> EXCERPTED TEXT:

=======

CalMN at the left-wing Daily Kos is unsurprisingly sanguinary about the film's can't-miss urgency in these oh-so-troubled times: "Will this movie serve to Wake UP the young people (and the rest of us) in the USA and inspire them to take action to put a halt to creeping fascism? I'm hearing it and feeling it: People from all over are fed up with the way their corrupt governments are treating the people, making the timing perfect for this thought-provoking and incendiary movie."

But "Manish" at the U.K.-based Sepia Mutiny naps through the revolution: "The dialogue is full of leaden, soapy howlers, and the audience was unforgiving. There are some lines that can only be pulled off in noir, not in a brightly-lit room by a Shakespearean fop in a pageboy wig and a geisha mask. " And Seattle writer and consultant Matt Rosenberg at rosenblog.com reviews the reviewers who whistle through the glamorization of terror: "Myself, I'd like to see a film loosely based on the lives of the subway bomber terrorists who killed scores of Londoners last July. Or a fictional take on the life of Theo van Gogh's killer.

A bug's double life. The Pentagon is investing in research to make programmable insects for surveillance and military purposes, according to this BBC report. Yeah, well, the bombardier beetle's about as close as they'll come to intelligent demolitionist design, if you ask the cognoscenti.

At the natural-history-oriented blog Pharyngula, biologist PZ Myers "for one, will welcome our Cyborg Insect overlords," but he has a few qualms  about the Pentagon's proposed engineering methods: "Chips aren't going to be integrated, they're going to be encapsulated. I've done long-term studies of larval insect nervous systems, and they've got a surprisingly good immune system—hemocytes are going to flock to whatever is implanted, and it's going to be well glopped up with cells and proteins."

Locust years for the troops, salad days for caterpillars, fumes New Jersey resident David Austin at Quaker Agitator: "Only in America. Only in our military. We send them to war without proper body armor or properly armored vehicles. And they die … But we have some money. For bugs."

=======

> ASSIGNED TASK A: According to the blog roundup, what is the Pentagon investing in research to make?
> ASSIGNED TASK B: Copy the blog roundup word for word, beginning at the words "A bug's double" and stopping after "ask the cognoscenti.".

[Saved entries]
=======

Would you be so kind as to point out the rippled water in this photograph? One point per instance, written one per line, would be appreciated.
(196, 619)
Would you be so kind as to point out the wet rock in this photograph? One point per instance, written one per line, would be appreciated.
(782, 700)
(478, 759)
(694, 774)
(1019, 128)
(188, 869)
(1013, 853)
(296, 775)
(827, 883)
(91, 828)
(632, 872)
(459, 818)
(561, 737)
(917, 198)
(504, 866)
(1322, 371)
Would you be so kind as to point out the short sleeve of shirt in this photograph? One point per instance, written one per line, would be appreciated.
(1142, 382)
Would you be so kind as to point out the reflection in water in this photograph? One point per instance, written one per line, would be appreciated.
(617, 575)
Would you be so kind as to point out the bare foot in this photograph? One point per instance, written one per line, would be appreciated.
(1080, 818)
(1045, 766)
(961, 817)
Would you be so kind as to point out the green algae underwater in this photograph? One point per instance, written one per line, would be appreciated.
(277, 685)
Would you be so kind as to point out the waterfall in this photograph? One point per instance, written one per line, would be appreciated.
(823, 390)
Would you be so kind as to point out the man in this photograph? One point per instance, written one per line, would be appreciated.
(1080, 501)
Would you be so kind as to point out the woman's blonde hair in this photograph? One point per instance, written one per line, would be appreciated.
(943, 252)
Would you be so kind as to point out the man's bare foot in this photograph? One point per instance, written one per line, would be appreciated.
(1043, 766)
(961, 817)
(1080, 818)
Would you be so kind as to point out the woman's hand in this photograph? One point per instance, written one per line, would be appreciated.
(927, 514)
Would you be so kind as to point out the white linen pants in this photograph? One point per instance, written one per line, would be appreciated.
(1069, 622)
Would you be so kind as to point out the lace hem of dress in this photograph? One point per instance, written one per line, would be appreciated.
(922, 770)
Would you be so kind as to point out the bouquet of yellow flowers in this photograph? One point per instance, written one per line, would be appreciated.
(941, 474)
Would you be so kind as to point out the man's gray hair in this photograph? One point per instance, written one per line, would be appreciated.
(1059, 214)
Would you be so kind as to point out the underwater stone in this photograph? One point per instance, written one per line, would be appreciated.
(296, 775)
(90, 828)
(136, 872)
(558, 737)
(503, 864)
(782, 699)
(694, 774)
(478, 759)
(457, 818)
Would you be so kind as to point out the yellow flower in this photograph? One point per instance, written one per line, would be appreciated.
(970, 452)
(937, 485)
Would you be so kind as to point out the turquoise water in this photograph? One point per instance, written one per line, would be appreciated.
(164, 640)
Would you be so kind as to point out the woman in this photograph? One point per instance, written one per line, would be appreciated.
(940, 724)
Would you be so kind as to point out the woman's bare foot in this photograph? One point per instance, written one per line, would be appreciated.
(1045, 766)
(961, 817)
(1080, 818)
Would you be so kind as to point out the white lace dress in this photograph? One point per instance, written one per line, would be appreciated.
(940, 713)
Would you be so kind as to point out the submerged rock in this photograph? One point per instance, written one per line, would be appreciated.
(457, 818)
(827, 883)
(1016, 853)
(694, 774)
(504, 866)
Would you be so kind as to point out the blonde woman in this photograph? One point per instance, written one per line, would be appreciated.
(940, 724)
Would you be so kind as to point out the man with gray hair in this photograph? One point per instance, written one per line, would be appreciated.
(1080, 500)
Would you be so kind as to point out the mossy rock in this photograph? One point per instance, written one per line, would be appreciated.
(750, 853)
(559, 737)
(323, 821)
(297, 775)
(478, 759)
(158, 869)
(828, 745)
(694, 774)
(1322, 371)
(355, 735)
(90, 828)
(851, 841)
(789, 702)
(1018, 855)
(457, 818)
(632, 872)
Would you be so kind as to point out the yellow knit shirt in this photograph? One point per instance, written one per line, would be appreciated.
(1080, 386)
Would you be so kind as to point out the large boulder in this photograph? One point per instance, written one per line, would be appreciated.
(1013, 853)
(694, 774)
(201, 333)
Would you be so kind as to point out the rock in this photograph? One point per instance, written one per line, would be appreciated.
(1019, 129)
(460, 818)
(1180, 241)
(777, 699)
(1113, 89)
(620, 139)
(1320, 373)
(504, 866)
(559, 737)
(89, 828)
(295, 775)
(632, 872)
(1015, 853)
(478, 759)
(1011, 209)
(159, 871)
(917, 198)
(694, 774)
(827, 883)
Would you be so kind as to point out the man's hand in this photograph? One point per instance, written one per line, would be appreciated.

=======

> PROBLEM SOLUTION A: Programmable insects for surveillance and military purposes.

> PROBLEM SOLUTION B:
A bug's double life. The Pentagon is investing in research to make programmable insects for surveillance and military purposes, according to this BBC report. Yeah, well, the bombardier beetle's about as close as they'll come to intelligent demolitionist design, if you ask the cognoscenti.